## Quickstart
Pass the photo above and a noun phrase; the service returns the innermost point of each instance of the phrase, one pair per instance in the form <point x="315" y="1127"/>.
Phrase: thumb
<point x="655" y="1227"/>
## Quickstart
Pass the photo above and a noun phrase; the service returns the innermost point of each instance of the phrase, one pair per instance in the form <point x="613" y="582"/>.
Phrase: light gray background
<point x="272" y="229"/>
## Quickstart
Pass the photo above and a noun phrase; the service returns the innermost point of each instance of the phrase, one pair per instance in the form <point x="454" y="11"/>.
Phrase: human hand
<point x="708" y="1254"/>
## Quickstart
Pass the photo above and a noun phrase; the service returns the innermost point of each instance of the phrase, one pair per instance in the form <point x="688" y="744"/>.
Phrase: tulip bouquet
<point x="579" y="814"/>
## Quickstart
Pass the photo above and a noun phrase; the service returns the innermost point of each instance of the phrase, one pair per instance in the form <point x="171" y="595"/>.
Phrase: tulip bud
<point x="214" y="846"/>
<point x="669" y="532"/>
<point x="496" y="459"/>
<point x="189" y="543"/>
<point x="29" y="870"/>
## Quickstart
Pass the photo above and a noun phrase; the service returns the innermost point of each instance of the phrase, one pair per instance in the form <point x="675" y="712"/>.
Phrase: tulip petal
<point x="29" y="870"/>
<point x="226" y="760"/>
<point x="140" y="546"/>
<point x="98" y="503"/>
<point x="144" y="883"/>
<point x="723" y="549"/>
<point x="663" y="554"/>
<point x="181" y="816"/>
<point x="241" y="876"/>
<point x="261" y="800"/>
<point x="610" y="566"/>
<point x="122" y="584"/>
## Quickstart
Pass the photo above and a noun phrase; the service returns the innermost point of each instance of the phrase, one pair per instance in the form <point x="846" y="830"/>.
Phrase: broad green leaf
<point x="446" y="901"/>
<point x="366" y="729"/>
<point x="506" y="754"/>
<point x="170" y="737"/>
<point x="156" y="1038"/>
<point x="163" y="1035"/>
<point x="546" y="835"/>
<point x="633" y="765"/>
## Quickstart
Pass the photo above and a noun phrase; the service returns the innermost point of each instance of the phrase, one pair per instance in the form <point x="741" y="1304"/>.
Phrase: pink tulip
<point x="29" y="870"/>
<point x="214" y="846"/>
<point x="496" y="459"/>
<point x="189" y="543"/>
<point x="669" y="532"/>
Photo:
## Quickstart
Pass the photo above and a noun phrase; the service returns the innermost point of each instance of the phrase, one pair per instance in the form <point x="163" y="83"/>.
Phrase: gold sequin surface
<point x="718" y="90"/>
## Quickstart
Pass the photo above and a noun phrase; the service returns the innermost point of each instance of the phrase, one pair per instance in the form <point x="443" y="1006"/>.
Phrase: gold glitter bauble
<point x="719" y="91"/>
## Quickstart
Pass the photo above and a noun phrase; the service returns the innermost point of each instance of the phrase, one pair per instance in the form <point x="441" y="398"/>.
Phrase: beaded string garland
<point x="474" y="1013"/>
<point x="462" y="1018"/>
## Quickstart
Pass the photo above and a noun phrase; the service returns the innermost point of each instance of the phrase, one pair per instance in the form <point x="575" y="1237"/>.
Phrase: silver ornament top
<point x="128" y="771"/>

####

▶ _EXERCISE_:
Copy every record above exactly as it appears.

▶ _PROBLEM SOLUTION_:
## Quickstart
Pass the photo above and a noun phrase; the service returns the innermost point of each instance of the phrase, one pair per instance in the form <point x="315" y="1127"/>.
Phrase: thumb
<point x="655" y="1227"/>
## Quickstart
Pass the photo above and a noun phrase; the service returns the innermost point of each instance of the phrase, one pair per instance in the form <point x="613" y="582"/>.
Phrase: light gray background
<point x="272" y="229"/>
## Quickstart
Pass the photo above and a noun phrase; the service returns the innermost point of each instance of the phrase, one pair per instance in the form <point x="454" y="11"/>.
Phrase: human hand
<point x="708" y="1254"/>
## Quickstart
Pass the photo above and a noun phrase; the service returns the innermost point of each instance of the phrase, one pair per instance in the form <point x="688" y="744"/>.
Phrase: tulip bouquet
<point x="579" y="814"/>
## Quickstart
Pass the photo above and a noun phrase; the service returns the innermost point of each instance of the phrase, one pair per instance in the form <point x="171" y="595"/>.
Phrase: tulip bud
<point x="214" y="846"/>
<point x="669" y="532"/>
<point x="496" y="459"/>
<point x="189" y="543"/>
<point x="29" y="870"/>
## Quickstart
Pass the photo above and a noun phrase; the service returns the innermost point of each instance of the phrase, one pair per instance in the form <point x="675" y="712"/>.
Phrase: tulip petal
<point x="29" y="870"/>
<point x="226" y="760"/>
<point x="140" y="546"/>
<point x="98" y="503"/>
<point x="144" y="883"/>
<point x="723" y="549"/>
<point x="663" y="554"/>
<point x="181" y="816"/>
<point x="241" y="876"/>
<point x="261" y="800"/>
<point x="610" y="566"/>
<point x="122" y="584"/>
## Quickstart
Pass the photo above and a noun phrase; the service returns the innermost point of each instance of the phrase, one pair per instance in the form <point x="846" y="830"/>.
Phrase: broad green leaf
<point x="446" y="901"/>
<point x="366" y="729"/>
<point x="506" y="754"/>
<point x="170" y="737"/>
<point x="156" y="1038"/>
<point x="163" y="1035"/>
<point x="546" y="835"/>
<point x="633" y="765"/>
## Quickstart
Pass the photo above and a noun phrase; the service returns the innermost point of each instance of the phrase, one pair per instance in the form <point x="741" y="1304"/>.
Phrase: pink tulip
<point x="29" y="870"/>
<point x="214" y="846"/>
<point x="496" y="459"/>
<point x="189" y="543"/>
<point x="669" y="532"/>
Photo:
## Quickstart
Pass the photo above and a noun phrase; the service returns the innermost point of each instance of the phrase, one pair per instance in the form <point x="163" y="83"/>.
Phrase: gold sequin surface
<point x="718" y="90"/>
## Quickstart
Pass the photo above and a noun phrase; the service returns the innermost point of each instance of the phrase, one pair per instance in the form <point x="443" y="1006"/>.
Phrase: gold glitter bauble
<point x="719" y="91"/>
## Quickstart
Pass the photo above and a noun phrase; the service returns the innermost point of each instance of the phrase, one pair per instance in the form <point x="441" y="398"/>.
Phrase: beaded string garland
<point x="474" y="1013"/>
<point x="462" y="1018"/>
## Quickstart
Pass the photo above and a noun phrase; the service returns the innermost point of each instance of the phrase, one pair per instance in the form <point x="575" y="1237"/>.
Phrase: silver ornament top
<point x="128" y="771"/>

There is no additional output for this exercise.